[Stored data]
┄┄┄┄┄┄┄┄┄┄┄┄┄┄┄┄┄┄┄┄
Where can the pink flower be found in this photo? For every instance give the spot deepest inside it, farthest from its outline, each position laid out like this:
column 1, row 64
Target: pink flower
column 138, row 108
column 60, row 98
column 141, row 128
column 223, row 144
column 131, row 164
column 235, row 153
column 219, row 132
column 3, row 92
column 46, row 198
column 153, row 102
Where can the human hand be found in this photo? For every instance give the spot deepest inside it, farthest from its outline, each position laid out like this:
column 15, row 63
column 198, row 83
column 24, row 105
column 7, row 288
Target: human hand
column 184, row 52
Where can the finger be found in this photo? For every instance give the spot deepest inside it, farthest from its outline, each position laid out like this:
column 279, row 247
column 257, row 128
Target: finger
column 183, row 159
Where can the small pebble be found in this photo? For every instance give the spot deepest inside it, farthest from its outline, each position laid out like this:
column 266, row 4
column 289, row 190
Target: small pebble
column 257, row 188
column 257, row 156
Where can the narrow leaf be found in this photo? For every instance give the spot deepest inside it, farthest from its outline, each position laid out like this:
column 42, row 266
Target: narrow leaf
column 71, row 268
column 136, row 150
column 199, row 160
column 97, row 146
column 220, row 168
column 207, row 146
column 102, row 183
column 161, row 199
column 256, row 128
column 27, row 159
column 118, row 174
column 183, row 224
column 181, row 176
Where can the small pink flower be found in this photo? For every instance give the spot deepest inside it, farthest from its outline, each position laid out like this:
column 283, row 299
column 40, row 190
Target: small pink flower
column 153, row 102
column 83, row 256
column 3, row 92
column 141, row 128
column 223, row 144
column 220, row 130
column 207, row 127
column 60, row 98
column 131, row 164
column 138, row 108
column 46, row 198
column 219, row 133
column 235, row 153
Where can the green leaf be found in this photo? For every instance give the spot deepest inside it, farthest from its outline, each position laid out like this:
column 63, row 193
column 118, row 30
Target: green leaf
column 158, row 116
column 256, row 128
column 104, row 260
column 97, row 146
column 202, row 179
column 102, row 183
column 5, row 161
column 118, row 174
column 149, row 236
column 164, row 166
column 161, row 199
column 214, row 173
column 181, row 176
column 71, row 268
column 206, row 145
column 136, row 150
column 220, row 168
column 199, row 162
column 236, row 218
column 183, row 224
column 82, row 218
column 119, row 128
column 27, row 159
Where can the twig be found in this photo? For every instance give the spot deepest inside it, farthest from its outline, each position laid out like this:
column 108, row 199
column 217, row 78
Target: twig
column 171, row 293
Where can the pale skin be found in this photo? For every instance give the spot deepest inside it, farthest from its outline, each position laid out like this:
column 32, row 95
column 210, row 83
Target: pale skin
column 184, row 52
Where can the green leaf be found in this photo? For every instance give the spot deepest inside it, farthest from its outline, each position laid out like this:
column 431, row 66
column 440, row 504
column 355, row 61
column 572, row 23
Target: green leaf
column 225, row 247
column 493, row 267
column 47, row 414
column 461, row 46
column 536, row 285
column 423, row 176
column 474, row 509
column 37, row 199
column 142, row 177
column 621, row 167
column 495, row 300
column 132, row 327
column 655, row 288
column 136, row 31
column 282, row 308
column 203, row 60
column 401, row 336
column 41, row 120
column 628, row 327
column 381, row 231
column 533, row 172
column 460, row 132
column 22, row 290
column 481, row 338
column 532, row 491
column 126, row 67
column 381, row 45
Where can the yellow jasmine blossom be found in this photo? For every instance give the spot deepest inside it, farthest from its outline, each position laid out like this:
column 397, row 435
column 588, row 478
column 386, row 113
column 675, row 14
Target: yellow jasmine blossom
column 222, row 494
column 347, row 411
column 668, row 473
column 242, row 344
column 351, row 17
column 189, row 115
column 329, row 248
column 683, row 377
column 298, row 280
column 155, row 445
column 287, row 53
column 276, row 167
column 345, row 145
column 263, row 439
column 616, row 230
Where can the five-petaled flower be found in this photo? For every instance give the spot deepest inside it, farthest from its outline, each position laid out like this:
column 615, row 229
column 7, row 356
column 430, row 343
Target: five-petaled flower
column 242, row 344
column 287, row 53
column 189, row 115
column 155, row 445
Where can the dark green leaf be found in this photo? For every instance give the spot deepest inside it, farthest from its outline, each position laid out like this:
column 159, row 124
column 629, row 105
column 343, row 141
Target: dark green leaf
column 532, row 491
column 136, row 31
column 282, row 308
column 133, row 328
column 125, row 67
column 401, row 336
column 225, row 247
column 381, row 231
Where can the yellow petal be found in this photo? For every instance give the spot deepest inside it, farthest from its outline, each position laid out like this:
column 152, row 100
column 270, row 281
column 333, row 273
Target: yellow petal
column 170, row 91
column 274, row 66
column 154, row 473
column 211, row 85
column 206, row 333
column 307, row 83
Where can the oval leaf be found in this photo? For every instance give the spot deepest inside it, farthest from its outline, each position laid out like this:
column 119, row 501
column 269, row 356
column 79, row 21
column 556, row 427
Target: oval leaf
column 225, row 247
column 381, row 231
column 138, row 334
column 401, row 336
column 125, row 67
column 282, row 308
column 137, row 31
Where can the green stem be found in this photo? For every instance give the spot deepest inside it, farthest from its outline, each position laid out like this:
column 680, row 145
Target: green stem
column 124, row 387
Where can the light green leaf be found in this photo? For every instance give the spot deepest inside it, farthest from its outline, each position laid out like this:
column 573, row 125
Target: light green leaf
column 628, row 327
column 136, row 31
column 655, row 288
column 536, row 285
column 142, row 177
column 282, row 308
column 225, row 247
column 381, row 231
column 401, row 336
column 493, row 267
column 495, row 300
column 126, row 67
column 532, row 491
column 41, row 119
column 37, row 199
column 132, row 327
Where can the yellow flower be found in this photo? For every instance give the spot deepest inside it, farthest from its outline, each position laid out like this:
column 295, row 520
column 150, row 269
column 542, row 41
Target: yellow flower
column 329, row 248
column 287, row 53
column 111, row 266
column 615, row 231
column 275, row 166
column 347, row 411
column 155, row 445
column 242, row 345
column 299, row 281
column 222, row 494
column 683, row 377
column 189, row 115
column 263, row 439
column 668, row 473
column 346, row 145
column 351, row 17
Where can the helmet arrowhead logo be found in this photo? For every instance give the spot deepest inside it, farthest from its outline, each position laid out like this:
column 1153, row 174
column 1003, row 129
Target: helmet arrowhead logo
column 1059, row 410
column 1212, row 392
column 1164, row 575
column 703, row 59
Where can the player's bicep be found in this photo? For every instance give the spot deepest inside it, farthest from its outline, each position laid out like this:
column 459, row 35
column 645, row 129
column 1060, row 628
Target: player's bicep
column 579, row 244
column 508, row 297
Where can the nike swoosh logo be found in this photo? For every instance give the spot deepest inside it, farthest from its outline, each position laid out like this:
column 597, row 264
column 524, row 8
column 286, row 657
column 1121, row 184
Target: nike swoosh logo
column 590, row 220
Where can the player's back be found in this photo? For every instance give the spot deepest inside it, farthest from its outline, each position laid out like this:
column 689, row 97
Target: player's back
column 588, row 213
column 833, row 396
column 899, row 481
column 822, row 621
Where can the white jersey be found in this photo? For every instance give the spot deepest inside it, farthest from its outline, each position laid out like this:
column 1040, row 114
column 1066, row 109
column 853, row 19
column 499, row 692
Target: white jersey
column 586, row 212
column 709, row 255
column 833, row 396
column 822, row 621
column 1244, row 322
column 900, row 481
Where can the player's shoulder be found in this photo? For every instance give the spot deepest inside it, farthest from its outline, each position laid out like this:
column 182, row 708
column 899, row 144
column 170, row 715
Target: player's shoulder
┄┄┄┄┄┄┄┄┄┄┄┄┄┄┄┄┄┄┄┄
_EXERCISE_. Write out the full set of records exactly as given.

_RESPONSE TO THE TASK_.
Where can the pink flower be found in this photo? For every instance give the spot deepest inside it, farthest from its outline, each position laid out like this:
column 1, row 64
Target: pink flower
column 138, row 108
column 60, row 98
column 141, row 128
column 223, row 144
column 131, row 164
column 235, row 153
column 219, row 132
column 3, row 92
column 46, row 198
column 153, row 102
Where can the human hand be found in this photo? For every instance give the spot deepest inside it, farthest from its outline, each position laid out like this:
column 15, row 63
column 198, row 83
column 24, row 105
column 7, row 288
Target: human hand
column 184, row 52
Where can the finger be found in this photo? For every instance give the spot deepest inside it, farthest from its outline, each position laid out like this:
column 279, row 247
column 257, row 128
Target: finger
column 183, row 159
Where can the small pebble be found in this photo? For every instance give the spot deepest inside it, farthest from its outline, each position laid out like this:
column 266, row 4
column 289, row 190
Target: small pebble
column 257, row 188
column 257, row 156
Where can the narrow leaf be found in this photo? For every instance give the spot deepest inside it, farthest from its outline, each position laid out like this:
column 42, row 266
Target: narrow leaf
column 71, row 268
column 136, row 150
column 199, row 160
column 97, row 146
column 220, row 168
column 207, row 146
column 102, row 183
column 161, row 199
column 256, row 128
column 27, row 159
column 118, row 174
column 183, row 224
column 181, row 176
Where can the small pink flower be found in this photo? For every instance give the spot deepest inside it, farthest from its outline, each position laid out like this:
column 283, row 299
column 40, row 190
Target: small pink flower
column 153, row 102
column 83, row 256
column 3, row 92
column 141, row 128
column 223, row 144
column 220, row 130
column 207, row 127
column 60, row 98
column 131, row 164
column 138, row 108
column 46, row 198
column 219, row 133
column 235, row 153
Where can the green leaf be found in this photo? For every instance give the spot deepest inside it, farthest from its outline, each position laid out like this:
column 63, row 193
column 118, row 30
Target: green leaf
column 158, row 116
column 256, row 128
column 104, row 260
column 97, row 146
column 202, row 179
column 102, row 183
column 5, row 161
column 118, row 174
column 149, row 236
column 164, row 166
column 161, row 199
column 214, row 173
column 181, row 176
column 71, row 268
column 206, row 145
column 136, row 150
column 220, row 168
column 199, row 162
column 236, row 218
column 183, row 224
column 82, row 218
column 119, row 128
column 27, row 159
Where can the twig be found in this photo? For every instance give the spot deepest inside it, farthest from its outline, each position laid out like this:
column 108, row 199
column 217, row 78
Target: twig
column 171, row 293
Where can the pale skin be found in this photo? For every instance give the spot deepest inside it, farthest from its outline, each position laid out like this:
column 32, row 95
column 210, row 83
Target: pale skin
column 184, row 52
Where can the green leaf be found in this photo? For every instance give the spot deepest inside it, farthest from its outline, each position laid out like this:
column 431, row 66
column 440, row 504
column 355, row 61
column 572, row 23
Target: green leaf
column 225, row 247
column 493, row 267
column 47, row 414
column 461, row 46
column 536, row 285
column 423, row 176
column 474, row 509
column 37, row 199
column 142, row 177
column 621, row 167
column 495, row 300
column 132, row 327
column 655, row 288
column 136, row 31
column 282, row 308
column 203, row 60
column 401, row 336
column 41, row 120
column 628, row 327
column 381, row 231
column 533, row 172
column 460, row 132
column 22, row 290
column 481, row 338
column 532, row 491
column 126, row 67
column 381, row 45
Where can the yellow jasmine blossom be found in this photo? For every instance give the spot deepest inside it, farthest from its outline, each position laid out like this:
column 397, row 435
column 588, row 478
column 386, row 113
column 675, row 14
Target: yellow jasmine blossom
column 222, row 494
column 347, row 411
column 668, row 473
column 242, row 344
column 351, row 17
column 189, row 115
column 329, row 248
column 683, row 377
column 298, row 280
column 155, row 445
column 287, row 53
column 276, row 167
column 345, row 145
column 263, row 439
column 616, row 230
Where can the five-petaled flower be found in this photo? For every instance give the spot deepest inside it, farthest from its outline, each position laid out like this:
column 615, row 229
column 7, row 356
column 430, row 343
Target: five-petaled flower
column 242, row 344
column 287, row 53
column 189, row 115
column 155, row 445
Where can the dark green leaf be found in this photo? For every instance give the spot deepest inside it, farthest from its outline, each position laid out like this:
column 159, row 124
column 629, row 105
column 343, row 141
Target: dark green leaf
column 532, row 491
column 136, row 31
column 282, row 308
column 133, row 328
column 125, row 67
column 401, row 336
column 225, row 247
column 381, row 231
Where can the yellow petal be found in this photo? For every instance give the spot deepest inside it, farthest from its outline, each position laid out like this:
column 152, row 100
column 270, row 281
column 333, row 273
Target: yellow petal
column 170, row 91
column 274, row 66
column 154, row 473
column 211, row 85
column 206, row 333
column 307, row 83
Where can the oval leaf be found in this photo? For every instance give the spot deepest inside it, farthest from its outline, each position laid out like this:
column 119, row 501
column 269, row 356
column 79, row 21
column 556, row 427
Target: oval leaf
column 225, row 247
column 381, row 231
column 138, row 334
column 401, row 336
column 125, row 67
column 282, row 308
column 137, row 31
Where can the green stem be found in this photo? For every instance give the spot deepest inside it, farthest from its outline, each position laid out like this:
column 680, row 145
Target: green stem
column 124, row 387
Where can the light green leaf be found in this photo? For every instance give the spot deepest inside it, farthest from its outline, each position laid out like this:
column 573, row 125
Target: light green leaf
column 628, row 327
column 136, row 31
column 655, row 288
column 536, row 285
column 142, row 177
column 282, row 308
column 225, row 247
column 381, row 231
column 401, row 336
column 493, row 267
column 495, row 300
column 126, row 67
column 532, row 491
column 41, row 119
column 37, row 199
column 132, row 327
Where can the yellow flower be found in this photo? For every instance give the spot deepest inside it, farthest from its outline, each position laid out like this:
column 295, row 520
column 150, row 269
column 542, row 41
Target: yellow flower
column 329, row 248
column 287, row 53
column 111, row 266
column 615, row 231
column 275, row 166
column 347, row 411
column 155, row 445
column 242, row 345
column 299, row 281
column 222, row 494
column 683, row 377
column 189, row 115
column 263, row 439
column 668, row 473
column 346, row 145
column 351, row 17
Where can the helmet arrowhead logo be found in this photo? For every instance give the spot deepest inside it, farthest from its outline, each position laid out like this:
column 1153, row 174
column 1003, row 129
Target: helmet arrowhead logo
column 1059, row 410
column 1212, row 392
column 1164, row 575
column 703, row 59
Where can the player's bicep be found in this photo? For every instance give the spot deepest inside it, farthest from its outline, each position laid out like this:
column 459, row 35
column 645, row 129
column 1060, row 628
Target: player's bicep
column 579, row 244
column 508, row 297
Where can the nike swoosh logo be found in this photo? For every instance give the spot deepest inside it, farthest from its outline, each position laid out like this:
column 597, row 264
column 524, row 8
column 286, row 657
column 1121, row 184
Target: nike swoosh logo
column 590, row 220
Where can the player's back be found in this photo? For every instance give the spot deepest inside it, farthest from its outline, each position laid out like this:
column 689, row 97
Target: player's back
column 588, row 213
column 833, row 396
column 899, row 481
column 822, row 621
Where can the white jersey be found in this photo? For every instance give the spot deepest inside it, farthest from its outline, each position laid out like this:
column 1040, row 114
column 1066, row 109
column 853, row 19
column 499, row 692
Target: white jersey
column 586, row 212
column 709, row 255
column 833, row 396
column 822, row 621
column 1244, row 322
column 900, row 481
Where can the player's shoulder be found in this photo? For every instance give the spot deepest inside it, farthest from its outline, each position laid out like this:
column 182, row 708
column 899, row 144
column 170, row 715
Target: player's shoulder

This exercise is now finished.